--- Begin Exercise inputs ---
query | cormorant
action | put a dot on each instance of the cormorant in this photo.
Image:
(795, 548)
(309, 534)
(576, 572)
--- End Exercise inputs ---
--- Begin Exercise inputs ---
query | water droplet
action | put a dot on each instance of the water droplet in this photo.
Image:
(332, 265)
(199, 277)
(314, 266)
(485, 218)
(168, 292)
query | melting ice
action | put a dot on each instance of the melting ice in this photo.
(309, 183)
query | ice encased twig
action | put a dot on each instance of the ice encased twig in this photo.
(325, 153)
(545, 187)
--- End Exercise inputs ---
> **What is being asked**
Show every line of the material above that contains the word "query".

> **Response below**
query | cormorant
query | water droplet
query | melting ice
query | ice encased twig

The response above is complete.